Job
Rewrite the part of the records that opens with the line containing "TARGET = dog's nose" and runs through the end of the records, changing every "identify" to "locate" and leaving all else unchanged.
** Start Dataset **
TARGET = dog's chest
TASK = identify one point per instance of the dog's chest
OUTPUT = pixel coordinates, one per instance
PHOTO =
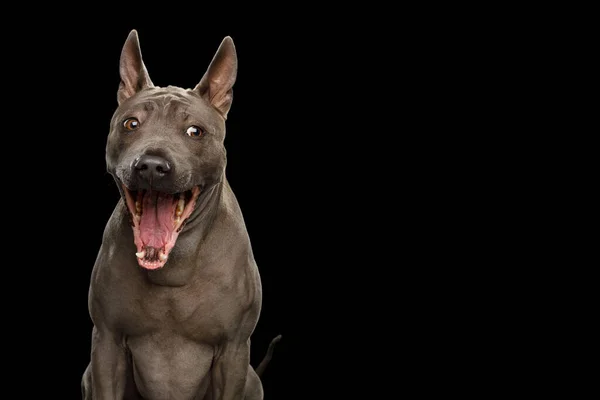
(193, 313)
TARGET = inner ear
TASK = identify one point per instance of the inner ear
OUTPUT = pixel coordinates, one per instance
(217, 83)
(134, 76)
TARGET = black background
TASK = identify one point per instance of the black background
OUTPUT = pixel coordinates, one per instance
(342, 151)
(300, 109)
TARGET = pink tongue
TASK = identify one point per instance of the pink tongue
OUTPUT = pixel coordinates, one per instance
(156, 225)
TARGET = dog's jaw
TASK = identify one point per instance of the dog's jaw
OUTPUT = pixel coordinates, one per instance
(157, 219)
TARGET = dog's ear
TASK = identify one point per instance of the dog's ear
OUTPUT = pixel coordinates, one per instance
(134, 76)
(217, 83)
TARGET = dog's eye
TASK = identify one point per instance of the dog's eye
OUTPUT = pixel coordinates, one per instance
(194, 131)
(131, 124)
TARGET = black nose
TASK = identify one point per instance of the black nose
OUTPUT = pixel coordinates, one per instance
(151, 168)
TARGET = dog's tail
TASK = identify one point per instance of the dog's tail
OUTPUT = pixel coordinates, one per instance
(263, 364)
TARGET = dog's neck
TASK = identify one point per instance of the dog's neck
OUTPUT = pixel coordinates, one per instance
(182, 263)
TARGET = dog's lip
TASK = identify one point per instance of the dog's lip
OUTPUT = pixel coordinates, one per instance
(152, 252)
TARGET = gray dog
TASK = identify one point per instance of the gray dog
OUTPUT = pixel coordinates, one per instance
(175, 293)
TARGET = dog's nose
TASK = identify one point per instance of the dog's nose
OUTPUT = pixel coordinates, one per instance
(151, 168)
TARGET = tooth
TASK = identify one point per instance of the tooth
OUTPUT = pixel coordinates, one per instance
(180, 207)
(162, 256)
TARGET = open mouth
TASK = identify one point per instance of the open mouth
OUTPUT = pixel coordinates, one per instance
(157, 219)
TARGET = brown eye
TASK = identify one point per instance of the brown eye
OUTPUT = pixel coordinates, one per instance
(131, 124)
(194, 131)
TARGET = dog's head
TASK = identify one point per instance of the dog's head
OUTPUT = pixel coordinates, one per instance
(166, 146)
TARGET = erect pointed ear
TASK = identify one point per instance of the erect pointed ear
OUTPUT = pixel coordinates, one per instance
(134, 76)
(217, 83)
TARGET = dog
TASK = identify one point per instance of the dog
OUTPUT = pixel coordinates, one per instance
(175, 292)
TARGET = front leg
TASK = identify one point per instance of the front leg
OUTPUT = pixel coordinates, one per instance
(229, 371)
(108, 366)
** End Dataset **
Result below
TARGET = dog's nose
TASK = locate one point per instance of the dog's nose
OUTPUT = pixel coordinates, one per instance
(151, 168)
TARGET = tooth
TASK = locate one point per instance of the tooth
OUTPUT = pixel coordinates, one per instance
(180, 207)
(162, 256)
TARGET = open mouth
TASK = locate one point per instance of the open mouth
OUTPUT = pixel coordinates, one per instance
(157, 219)
TARGET = brown eye
TASK = locate one point per instance of the brown eye
OUTPUT = pixel coordinates, one per instance
(131, 124)
(194, 131)
TARGET = dog's head
TASK = locate one point per instance of the dog's head
OUTPUT = pixel coordinates, one per instance
(166, 146)
TARGET = erect pointed ear
TASK = locate one point per instance of the erect pointed ear
OUTPUT = pixel coordinates, one per instance
(134, 76)
(217, 83)
TARGET = dog
TASK = locate one point per instance of the dog
OUTPUT = pixel coordinates, one per instance
(175, 292)
TARGET = front leg
TASK = locate one point per instance of the front leg
OUTPUT = pixel coordinates, one per instance
(229, 371)
(108, 366)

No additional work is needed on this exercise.